## Required work:
Locate every line in the listing below that contains the word "hanging", and copy each such line in full.

------ Raw records ------

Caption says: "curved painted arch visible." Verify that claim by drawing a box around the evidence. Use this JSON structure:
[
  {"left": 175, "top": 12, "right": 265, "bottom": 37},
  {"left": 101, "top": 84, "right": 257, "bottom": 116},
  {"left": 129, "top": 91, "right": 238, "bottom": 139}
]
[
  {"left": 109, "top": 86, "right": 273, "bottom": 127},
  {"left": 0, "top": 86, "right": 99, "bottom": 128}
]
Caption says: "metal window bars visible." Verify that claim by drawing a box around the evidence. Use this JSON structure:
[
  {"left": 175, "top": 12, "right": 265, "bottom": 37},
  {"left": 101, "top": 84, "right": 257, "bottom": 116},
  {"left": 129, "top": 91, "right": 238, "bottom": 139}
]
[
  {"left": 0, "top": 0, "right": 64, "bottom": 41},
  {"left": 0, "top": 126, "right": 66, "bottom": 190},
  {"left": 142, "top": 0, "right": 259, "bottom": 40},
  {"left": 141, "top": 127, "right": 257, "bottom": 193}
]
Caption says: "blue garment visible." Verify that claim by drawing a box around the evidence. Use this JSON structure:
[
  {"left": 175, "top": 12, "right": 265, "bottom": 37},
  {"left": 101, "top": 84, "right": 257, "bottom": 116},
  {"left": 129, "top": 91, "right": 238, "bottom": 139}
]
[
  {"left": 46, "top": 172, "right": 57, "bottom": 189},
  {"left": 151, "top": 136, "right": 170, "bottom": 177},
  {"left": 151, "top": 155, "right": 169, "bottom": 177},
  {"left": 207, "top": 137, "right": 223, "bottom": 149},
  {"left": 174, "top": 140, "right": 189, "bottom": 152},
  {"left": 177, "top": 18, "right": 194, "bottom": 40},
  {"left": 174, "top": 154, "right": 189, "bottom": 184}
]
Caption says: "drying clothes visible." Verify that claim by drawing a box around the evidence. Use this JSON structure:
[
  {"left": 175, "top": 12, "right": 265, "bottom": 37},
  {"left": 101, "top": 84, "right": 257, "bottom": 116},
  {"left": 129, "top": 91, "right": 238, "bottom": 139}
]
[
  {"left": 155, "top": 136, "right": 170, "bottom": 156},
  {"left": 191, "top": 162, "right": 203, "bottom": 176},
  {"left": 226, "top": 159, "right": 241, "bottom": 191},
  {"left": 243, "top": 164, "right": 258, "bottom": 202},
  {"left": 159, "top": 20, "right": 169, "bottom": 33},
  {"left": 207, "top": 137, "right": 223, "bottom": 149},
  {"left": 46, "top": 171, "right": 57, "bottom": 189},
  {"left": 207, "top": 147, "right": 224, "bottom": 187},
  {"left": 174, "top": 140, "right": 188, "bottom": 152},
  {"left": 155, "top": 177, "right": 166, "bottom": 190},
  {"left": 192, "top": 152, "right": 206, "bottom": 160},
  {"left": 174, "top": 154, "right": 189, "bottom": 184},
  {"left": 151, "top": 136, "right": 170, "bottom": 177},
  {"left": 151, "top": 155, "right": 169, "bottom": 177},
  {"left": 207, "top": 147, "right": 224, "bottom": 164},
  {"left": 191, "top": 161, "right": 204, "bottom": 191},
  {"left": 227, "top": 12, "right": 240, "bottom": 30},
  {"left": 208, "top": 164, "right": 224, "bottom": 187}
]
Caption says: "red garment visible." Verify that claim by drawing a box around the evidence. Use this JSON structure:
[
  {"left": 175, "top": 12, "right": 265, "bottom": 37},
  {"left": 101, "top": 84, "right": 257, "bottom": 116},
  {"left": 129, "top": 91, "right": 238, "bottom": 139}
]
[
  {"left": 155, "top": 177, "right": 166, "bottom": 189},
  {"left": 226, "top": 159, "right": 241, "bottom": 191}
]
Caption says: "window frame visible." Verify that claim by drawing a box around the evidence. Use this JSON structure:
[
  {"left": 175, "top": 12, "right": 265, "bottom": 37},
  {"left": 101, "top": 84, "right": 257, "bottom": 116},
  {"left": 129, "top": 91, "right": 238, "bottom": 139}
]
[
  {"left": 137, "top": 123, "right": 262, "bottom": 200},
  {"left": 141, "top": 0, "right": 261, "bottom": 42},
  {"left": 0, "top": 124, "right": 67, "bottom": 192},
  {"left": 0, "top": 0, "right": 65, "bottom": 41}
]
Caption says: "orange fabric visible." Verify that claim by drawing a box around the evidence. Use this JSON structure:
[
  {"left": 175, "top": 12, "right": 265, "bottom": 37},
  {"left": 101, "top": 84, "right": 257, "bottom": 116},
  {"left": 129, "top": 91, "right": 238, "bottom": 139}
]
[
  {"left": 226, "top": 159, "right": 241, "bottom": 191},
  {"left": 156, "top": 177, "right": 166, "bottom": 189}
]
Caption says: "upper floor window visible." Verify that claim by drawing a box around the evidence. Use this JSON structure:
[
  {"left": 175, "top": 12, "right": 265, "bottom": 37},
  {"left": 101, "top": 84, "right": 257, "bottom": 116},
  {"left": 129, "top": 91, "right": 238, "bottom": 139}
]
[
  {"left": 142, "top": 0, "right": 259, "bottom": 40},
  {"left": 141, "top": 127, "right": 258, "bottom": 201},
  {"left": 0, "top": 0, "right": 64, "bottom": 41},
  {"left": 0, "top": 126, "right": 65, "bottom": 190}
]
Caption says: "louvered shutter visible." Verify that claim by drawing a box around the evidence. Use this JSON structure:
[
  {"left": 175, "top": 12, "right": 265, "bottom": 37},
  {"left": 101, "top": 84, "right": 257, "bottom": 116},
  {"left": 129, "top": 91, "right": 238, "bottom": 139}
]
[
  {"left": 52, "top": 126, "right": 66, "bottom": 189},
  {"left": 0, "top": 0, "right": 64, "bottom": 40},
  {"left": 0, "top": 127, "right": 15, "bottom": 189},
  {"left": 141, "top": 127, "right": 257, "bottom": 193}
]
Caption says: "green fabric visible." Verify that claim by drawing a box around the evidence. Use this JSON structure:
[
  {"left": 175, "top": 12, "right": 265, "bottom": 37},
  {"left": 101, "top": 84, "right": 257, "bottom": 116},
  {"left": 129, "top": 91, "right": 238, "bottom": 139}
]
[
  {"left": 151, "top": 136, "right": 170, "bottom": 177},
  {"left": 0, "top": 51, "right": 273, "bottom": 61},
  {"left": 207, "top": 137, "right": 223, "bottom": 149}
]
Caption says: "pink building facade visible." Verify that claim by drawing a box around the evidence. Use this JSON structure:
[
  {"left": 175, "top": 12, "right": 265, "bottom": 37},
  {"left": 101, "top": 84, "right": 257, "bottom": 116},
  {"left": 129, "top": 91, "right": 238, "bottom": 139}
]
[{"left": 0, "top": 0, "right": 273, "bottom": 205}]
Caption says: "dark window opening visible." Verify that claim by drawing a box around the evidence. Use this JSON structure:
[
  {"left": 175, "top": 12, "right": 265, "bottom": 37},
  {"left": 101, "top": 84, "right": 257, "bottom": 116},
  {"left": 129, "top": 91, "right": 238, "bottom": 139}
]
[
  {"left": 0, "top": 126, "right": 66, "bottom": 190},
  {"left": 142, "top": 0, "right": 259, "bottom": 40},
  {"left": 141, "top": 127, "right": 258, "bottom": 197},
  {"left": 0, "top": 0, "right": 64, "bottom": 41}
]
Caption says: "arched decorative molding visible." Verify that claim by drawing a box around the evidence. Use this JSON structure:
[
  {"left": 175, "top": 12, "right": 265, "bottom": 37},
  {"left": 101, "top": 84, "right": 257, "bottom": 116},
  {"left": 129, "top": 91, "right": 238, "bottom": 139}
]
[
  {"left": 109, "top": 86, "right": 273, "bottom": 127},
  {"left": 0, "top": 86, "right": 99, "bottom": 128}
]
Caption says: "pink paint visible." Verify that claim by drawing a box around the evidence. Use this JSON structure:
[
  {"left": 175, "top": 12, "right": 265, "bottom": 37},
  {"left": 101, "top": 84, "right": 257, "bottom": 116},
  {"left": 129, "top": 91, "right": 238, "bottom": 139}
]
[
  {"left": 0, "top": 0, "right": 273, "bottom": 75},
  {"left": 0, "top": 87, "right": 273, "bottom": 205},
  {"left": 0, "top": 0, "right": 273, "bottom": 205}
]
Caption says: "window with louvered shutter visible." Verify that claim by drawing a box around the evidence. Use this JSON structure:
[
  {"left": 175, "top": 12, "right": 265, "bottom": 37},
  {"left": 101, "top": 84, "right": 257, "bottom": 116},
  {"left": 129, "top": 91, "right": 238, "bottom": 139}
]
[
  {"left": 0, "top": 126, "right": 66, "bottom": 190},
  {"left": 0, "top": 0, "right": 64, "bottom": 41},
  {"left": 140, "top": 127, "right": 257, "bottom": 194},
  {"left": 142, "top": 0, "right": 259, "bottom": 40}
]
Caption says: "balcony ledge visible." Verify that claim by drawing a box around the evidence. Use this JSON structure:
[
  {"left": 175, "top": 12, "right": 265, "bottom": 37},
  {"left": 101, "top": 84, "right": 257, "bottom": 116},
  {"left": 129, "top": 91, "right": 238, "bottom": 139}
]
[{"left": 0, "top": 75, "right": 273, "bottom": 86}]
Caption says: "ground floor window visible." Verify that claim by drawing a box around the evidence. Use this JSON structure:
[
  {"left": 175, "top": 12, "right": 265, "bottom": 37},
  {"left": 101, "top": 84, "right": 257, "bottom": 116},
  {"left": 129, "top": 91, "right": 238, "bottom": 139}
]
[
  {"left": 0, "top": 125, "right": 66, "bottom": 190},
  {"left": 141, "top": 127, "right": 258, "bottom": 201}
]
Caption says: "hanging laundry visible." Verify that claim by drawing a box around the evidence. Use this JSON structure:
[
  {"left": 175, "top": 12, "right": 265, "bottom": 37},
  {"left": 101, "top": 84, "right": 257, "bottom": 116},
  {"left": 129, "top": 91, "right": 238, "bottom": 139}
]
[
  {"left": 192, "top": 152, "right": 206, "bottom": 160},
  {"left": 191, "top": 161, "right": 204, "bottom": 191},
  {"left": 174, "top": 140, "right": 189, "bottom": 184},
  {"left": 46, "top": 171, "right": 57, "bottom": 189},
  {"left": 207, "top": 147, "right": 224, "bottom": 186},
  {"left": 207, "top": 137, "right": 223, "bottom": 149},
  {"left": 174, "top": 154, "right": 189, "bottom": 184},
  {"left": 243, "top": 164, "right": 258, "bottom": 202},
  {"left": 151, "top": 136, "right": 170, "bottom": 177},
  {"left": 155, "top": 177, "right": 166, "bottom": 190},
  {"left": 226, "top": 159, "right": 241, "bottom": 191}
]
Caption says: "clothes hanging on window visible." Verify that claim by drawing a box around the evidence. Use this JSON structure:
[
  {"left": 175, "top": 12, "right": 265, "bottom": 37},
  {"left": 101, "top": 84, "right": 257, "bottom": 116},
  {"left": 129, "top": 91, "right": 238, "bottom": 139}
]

------

## Result:
Caption says: "hanging laundry visible." Verify that claim by drawing a box around the evidence. Use this JSON structure:
Caption says: "clothes hanging on window visible." Verify that claim by drawing a box around the evidence. Use this JSON structure:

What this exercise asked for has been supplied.